* **Dataset rows showing where objects appear**:
# # # # # # #
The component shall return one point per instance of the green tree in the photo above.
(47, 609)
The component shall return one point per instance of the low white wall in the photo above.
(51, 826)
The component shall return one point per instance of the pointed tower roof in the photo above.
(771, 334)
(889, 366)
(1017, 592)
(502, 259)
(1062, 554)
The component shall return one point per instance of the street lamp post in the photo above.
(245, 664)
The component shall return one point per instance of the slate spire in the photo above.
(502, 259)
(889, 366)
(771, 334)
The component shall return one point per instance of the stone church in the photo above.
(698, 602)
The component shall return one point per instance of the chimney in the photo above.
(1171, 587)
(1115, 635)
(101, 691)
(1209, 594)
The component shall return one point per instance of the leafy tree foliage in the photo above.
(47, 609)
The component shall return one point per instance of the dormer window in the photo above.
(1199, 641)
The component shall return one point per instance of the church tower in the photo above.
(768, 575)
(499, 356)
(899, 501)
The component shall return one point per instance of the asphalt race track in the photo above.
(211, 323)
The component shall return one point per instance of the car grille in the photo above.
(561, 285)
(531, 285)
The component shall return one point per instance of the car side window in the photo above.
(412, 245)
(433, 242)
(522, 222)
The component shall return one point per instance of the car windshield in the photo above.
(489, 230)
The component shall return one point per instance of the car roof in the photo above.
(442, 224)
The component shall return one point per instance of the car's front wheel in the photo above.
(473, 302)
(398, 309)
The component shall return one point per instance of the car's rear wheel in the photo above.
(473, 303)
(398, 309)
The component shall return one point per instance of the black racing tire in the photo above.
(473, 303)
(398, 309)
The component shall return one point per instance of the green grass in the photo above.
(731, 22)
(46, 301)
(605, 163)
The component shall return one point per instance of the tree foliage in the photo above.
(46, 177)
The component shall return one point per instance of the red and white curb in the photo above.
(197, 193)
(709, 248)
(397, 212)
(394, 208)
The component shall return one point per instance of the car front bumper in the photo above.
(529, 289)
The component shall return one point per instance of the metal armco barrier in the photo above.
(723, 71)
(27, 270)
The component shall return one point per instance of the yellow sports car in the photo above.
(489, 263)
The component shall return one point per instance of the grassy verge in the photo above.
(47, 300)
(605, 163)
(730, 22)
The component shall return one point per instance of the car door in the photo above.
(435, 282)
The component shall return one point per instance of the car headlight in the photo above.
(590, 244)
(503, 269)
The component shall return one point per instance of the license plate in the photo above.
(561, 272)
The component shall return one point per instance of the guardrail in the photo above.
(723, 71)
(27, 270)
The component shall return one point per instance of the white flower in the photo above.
# # # # # # #
* **GIVEN PROBLEM**: Format every line of the entries above as a numbered list, omitting any blank lines.

* **EXERCISE SOLUTION**:
1. The component shall return one point per instance of the green tree in the photo above.
2. (47, 609)
3. The component shall return one point per instance of the low white wall in the photo above.
4. (51, 826)
5. The component shall return one point per instance of the pointed tower roof in the photo above.
6. (771, 334)
7. (889, 366)
8. (1017, 592)
9. (502, 259)
10. (1062, 554)
11. The component shall return one point per instance of the street lamp post in the photo above.
12. (245, 664)
13. The component shall return one point per instance of the slate spire in the photo above.
14. (502, 259)
15. (889, 366)
16. (771, 334)
17. The component shall return one point per instance of the stone church in the photo above.
18. (698, 602)
19. The component shall return one point per instance of the chimney in the photo above.
20. (1171, 587)
21. (1115, 635)
22. (101, 691)
23. (1209, 594)
24. The component shall return one point per instance of the leafy tree foliage in the photo above.
25. (47, 609)
26. The component shall return one point per instance of the dormer window in the photo above.
27. (1199, 641)
28. The component shall return one point per instance of the church tower in the photo above.
29. (768, 575)
30. (499, 356)
31. (899, 501)
32. The component shall return one point per instance of the asphalt race track in the photo above.
33. (211, 323)
34. The component shall return one point per instance of the car grille in the photo above.
35. (561, 285)
36. (531, 285)
37. The component shall return one point per instance of the car side window in the photo above.
38. (412, 245)
39. (433, 242)
40. (522, 222)
41. The component shall return one point per instance of the car windshield in the photo above.
42. (489, 230)
43. The component shall return one point per instance of the car roof in the photo above.
44. (442, 224)
45. The component shall return one point per instance of the car's front wheel in the photo above.
46. (473, 302)
47. (398, 309)
48. The component shall return one point per instance of the car's rear wheel in the photo above.
49. (473, 303)
50. (398, 309)
51. The component shall return one point per instance of the black racing tire in the photo above.
52. (473, 303)
53. (398, 309)
54. The component shall return one point per instance of the green grass in the photo above.
55. (731, 22)
56. (46, 301)
57. (605, 163)
58. The component shall return one point per instance of the tree foliage in the photo above.
59. (46, 177)
60. The component shall return one point per instance of the red and white curb in the photo above.
61. (197, 193)
62. (709, 248)
63. (397, 212)
64. (394, 208)
65. The component shall return one point per instance of the car front bumper in the photo above.
66. (529, 289)
67. The component shall return one point per instance of the metal armco barrier in the photo above.
68. (723, 71)
69. (27, 270)
70. The component shall return one point per instance of the yellow sports car in the photo above.
71. (489, 263)
72. The component shall return one point per instance of the grassy verge in the photo above.
73. (47, 300)
74. (605, 163)
75. (730, 22)
76. The component shall return one point per instance of the car door in the photo above.
77. (435, 282)
78. The component shall return one point per instance of the car headlight in the photo above.
79. (590, 244)
80. (503, 269)
81. The component shall return one point per instance of the license plate in the photo above.
82. (561, 272)
83. The component shall return one point per instance of the guardrail in the photo above.
84. (723, 71)
85. (27, 270)
86. The component shall return one point per instance of the white flower in the photo above.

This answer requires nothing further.